**Written task:**
Copy the lines verbatim, beginning with the line that contains "Target: lead cyclist in orange jacket" and continuing through the end of the data, and only those lines.

**Material supplied:**

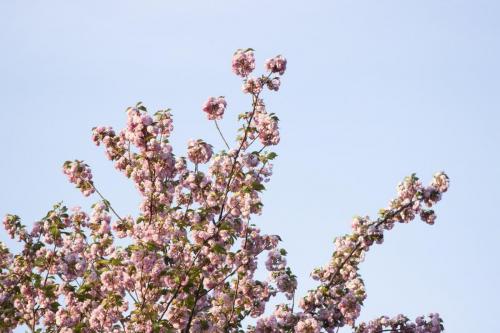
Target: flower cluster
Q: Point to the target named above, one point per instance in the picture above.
(400, 323)
(187, 262)
(243, 62)
(79, 174)
(214, 107)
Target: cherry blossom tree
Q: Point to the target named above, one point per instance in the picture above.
(187, 261)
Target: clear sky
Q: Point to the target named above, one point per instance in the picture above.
(375, 90)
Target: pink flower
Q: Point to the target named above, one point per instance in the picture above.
(214, 107)
(252, 86)
(243, 62)
(199, 152)
(276, 65)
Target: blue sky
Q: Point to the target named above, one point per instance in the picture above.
(375, 90)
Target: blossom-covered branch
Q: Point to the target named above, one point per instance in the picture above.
(187, 261)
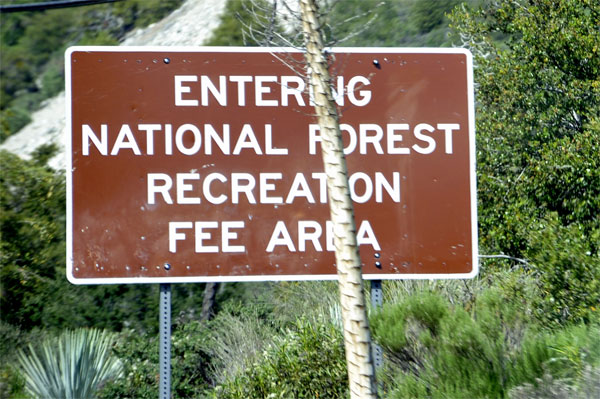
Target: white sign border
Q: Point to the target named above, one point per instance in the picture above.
(258, 278)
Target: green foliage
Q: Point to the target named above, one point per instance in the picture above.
(307, 361)
(189, 364)
(537, 124)
(73, 365)
(437, 350)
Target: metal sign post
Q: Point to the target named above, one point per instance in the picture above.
(165, 341)
(377, 302)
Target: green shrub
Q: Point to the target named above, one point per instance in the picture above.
(190, 364)
(437, 350)
(307, 361)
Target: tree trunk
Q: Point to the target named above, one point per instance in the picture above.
(208, 302)
(357, 336)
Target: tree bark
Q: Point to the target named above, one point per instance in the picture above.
(208, 301)
(357, 337)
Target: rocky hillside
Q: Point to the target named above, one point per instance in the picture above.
(190, 25)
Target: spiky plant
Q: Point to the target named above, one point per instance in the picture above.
(71, 366)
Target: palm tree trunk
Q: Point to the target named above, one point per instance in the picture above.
(357, 336)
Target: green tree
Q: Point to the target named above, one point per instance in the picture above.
(538, 109)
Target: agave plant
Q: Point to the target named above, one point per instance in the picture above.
(73, 365)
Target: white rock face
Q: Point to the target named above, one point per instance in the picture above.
(190, 25)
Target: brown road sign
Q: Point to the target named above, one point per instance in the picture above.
(204, 164)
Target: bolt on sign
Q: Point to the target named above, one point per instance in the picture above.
(204, 164)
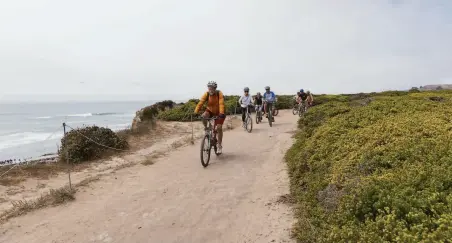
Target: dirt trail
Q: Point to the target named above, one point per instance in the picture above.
(177, 200)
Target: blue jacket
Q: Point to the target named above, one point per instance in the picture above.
(270, 97)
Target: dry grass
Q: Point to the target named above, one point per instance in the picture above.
(88, 180)
(286, 199)
(52, 198)
(151, 159)
(9, 181)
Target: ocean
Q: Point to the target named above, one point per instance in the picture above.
(32, 130)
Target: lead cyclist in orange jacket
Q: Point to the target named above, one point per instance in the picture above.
(215, 107)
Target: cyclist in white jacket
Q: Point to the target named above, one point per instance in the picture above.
(245, 101)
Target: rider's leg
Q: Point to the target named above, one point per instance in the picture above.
(220, 133)
(219, 124)
(206, 114)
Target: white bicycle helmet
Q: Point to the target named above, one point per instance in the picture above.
(212, 84)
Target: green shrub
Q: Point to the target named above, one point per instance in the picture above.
(381, 172)
(76, 145)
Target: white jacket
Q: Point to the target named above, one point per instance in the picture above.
(245, 101)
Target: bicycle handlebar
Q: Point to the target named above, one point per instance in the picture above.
(210, 118)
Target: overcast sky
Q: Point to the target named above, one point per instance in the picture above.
(154, 49)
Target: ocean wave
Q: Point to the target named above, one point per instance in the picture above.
(118, 127)
(23, 138)
(84, 115)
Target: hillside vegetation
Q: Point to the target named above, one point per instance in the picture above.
(374, 168)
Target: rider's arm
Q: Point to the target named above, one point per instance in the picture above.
(201, 102)
(221, 102)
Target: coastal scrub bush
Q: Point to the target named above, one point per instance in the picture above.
(380, 172)
(76, 146)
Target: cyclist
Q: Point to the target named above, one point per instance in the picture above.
(258, 101)
(245, 101)
(215, 107)
(304, 97)
(310, 99)
(269, 99)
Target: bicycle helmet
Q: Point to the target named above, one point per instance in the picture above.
(212, 84)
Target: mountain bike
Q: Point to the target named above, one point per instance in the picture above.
(299, 109)
(258, 113)
(270, 113)
(248, 126)
(275, 109)
(209, 141)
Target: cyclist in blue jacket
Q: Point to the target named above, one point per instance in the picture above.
(269, 99)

**Answer in full:**
Target: lead cyclist in orange jacket
Q: Point to the target named above, one point per instance in the picture above.
(215, 107)
Target: cyclist in white jacket
Q: Point to the target named above, one point per instance in the picture above.
(245, 101)
Target: rider's leg
Q: Point to the target named above, one point per instance in the picture above.
(220, 133)
(219, 124)
(206, 114)
Target: white bicycle helmet
Q: Point to the target named above, one point per instance in the picture above.
(212, 84)
Target: green shrub
Q: Point to the target named above, one point per instance in the picture above.
(381, 172)
(76, 145)
Target: white jacket
Q: Point to the target named above, one point per instance in the picture above.
(245, 101)
Target: bicycle handlebar
Q: Point to the target named above, one point per instance in the picture above.
(210, 118)
Target: overcast sky
Q: Point to the target named above, one point per instance in the picture above.
(154, 49)
Target: ocean wave
Q: Point to the target named above, one point per instance in the picture above.
(118, 127)
(23, 138)
(84, 115)
Target: hillside vegetation
Q: Point to the target named above, one point per instance in the picture above.
(374, 168)
Target: rider's arm
Q: Point to the target named above, one point per instance in the picture above.
(201, 102)
(221, 102)
Target: coastal scrub bush
Q: Point to the target named above, one point per instance in the picture above.
(380, 172)
(76, 146)
Target: cyclist
Q: Point to the target named above, one point per instance in the picture above.
(258, 101)
(245, 101)
(215, 107)
(304, 97)
(310, 99)
(269, 99)
Target: bicycle helmet
Q: Point to the target named above, one point per instance in the picture above.
(212, 84)
Target: mountain bike
Q: Point to the target named above, one point per instance in the picture above.
(299, 109)
(258, 113)
(270, 113)
(248, 126)
(275, 109)
(209, 141)
Target: cyclist in blue jacket
Q: Point to the target named above, one point per instance in the picture above.
(269, 99)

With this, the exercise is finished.